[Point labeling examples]
<<<<

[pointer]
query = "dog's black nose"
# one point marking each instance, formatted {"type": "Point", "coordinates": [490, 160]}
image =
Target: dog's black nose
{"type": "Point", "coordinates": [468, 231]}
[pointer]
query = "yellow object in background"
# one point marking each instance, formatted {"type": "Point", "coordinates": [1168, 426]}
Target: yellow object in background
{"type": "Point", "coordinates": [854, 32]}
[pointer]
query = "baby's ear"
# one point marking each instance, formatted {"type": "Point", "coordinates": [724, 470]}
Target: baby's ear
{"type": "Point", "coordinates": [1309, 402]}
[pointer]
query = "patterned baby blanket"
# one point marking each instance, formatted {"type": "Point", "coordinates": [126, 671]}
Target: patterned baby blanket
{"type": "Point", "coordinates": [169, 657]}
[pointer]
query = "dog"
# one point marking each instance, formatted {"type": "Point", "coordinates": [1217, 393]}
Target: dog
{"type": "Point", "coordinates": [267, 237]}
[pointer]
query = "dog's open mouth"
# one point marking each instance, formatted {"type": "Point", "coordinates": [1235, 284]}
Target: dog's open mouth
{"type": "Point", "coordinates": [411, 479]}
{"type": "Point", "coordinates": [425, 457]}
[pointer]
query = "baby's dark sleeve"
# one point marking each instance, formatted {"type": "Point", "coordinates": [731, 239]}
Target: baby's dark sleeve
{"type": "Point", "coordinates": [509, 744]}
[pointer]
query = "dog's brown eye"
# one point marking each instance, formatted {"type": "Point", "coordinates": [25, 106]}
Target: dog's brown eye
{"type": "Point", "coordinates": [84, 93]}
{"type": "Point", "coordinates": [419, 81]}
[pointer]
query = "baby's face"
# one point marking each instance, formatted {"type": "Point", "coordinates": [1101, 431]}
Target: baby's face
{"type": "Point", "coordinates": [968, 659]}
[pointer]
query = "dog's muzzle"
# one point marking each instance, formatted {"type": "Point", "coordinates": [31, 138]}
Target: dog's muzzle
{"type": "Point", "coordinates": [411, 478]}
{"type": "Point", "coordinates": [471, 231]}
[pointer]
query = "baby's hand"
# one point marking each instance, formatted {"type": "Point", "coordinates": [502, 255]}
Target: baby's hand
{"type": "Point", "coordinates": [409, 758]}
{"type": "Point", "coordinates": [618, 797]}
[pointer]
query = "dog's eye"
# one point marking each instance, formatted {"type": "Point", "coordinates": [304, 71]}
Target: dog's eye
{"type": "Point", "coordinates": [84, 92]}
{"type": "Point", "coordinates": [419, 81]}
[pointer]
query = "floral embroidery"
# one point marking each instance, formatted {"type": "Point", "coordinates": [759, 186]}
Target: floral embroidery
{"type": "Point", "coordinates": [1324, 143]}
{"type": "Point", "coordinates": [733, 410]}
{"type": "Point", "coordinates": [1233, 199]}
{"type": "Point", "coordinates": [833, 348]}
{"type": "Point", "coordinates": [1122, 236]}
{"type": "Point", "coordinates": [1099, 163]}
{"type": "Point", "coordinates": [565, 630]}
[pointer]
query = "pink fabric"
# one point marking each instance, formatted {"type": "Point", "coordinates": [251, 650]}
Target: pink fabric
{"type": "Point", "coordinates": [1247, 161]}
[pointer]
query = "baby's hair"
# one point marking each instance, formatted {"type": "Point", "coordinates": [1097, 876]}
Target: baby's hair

>>>>

To do
Output the lines above verbatim and in full.

Solution to this problem
[pointer]
query = "dog's black nose"
# one point marking each instance, formatted {"type": "Point", "coordinates": [490, 160]}
image =
Target: dog's black nose
{"type": "Point", "coordinates": [468, 231]}
[pointer]
query = "yellow object in background"
# one point marking each instance, formatted {"type": "Point", "coordinates": [1168, 426]}
Target: yellow object in background
{"type": "Point", "coordinates": [854, 32]}
[pointer]
query = "baby's ear"
# one point marking each instance, formatted {"type": "Point", "coordinates": [724, 470]}
Target: baby's ear
{"type": "Point", "coordinates": [1309, 402]}
[pointer]
query = "patterned baby blanket"
# one point marking each instance, formatted {"type": "Point", "coordinates": [126, 671]}
Target: patterned baby blanket
{"type": "Point", "coordinates": [169, 657]}
[pointer]
query = "dog"
# one point marking each instance, formatted {"type": "Point", "coordinates": [1217, 393]}
Target: dog
{"type": "Point", "coordinates": [267, 237]}
[pointer]
query = "dog's open mouth"
# one point marking each instance, formatted {"type": "Point", "coordinates": [1235, 284]}
Target: dog's open mouth
{"type": "Point", "coordinates": [411, 479]}
{"type": "Point", "coordinates": [425, 457]}
[pointer]
query = "baby's dark sleeve"
# one point marking each instance, formatted {"type": "Point", "coordinates": [731, 239]}
Target: baby's dark sleeve
{"type": "Point", "coordinates": [509, 744]}
[pointer]
query = "dog's brown eye"
# one point marking each instance, formatted {"type": "Point", "coordinates": [25, 106]}
Target: dog's brown eye
{"type": "Point", "coordinates": [84, 93]}
{"type": "Point", "coordinates": [419, 81]}
[pointer]
query = "baby's face"
# one point marking each instance, formatted {"type": "Point", "coordinates": [1101, 431]}
Target: baby's face
{"type": "Point", "coordinates": [968, 659]}
[pointer]
query = "dog's muzzle"
# one point marking each instance, formatted {"type": "Point", "coordinates": [31, 138]}
Target: dog's muzzle
{"type": "Point", "coordinates": [411, 478]}
{"type": "Point", "coordinates": [471, 231]}
[pointer]
query = "baby's hand"
# one point marking each instance, formatted {"type": "Point", "coordinates": [502, 255]}
Target: baby's hand
{"type": "Point", "coordinates": [409, 758]}
{"type": "Point", "coordinates": [618, 797]}
[pointer]
query = "dog's eye"
# one point marking each instance, formatted {"type": "Point", "coordinates": [304, 71]}
Target: dog's eye
{"type": "Point", "coordinates": [84, 92]}
{"type": "Point", "coordinates": [419, 81]}
[pointer]
query = "floral embroidery"
# one point marking each instance, formatted {"type": "Point", "coordinates": [759, 186]}
Target: floral embroidery
{"type": "Point", "coordinates": [1324, 143]}
{"type": "Point", "coordinates": [733, 410]}
{"type": "Point", "coordinates": [1233, 199]}
{"type": "Point", "coordinates": [833, 348]}
{"type": "Point", "coordinates": [1122, 236]}
{"type": "Point", "coordinates": [1099, 163]}
{"type": "Point", "coordinates": [565, 630]}
[pointer]
query = "pink fabric"
# one point marking each instance, formatted {"type": "Point", "coordinates": [251, 650]}
Target: pink fabric
{"type": "Point", "coordinates": [1247, 161]}
[pointer]
query = "baby's hair"
# one point marking each instance, formatted {"type": "Point", "coordinates": [1097, 876]}
Target: baby's hair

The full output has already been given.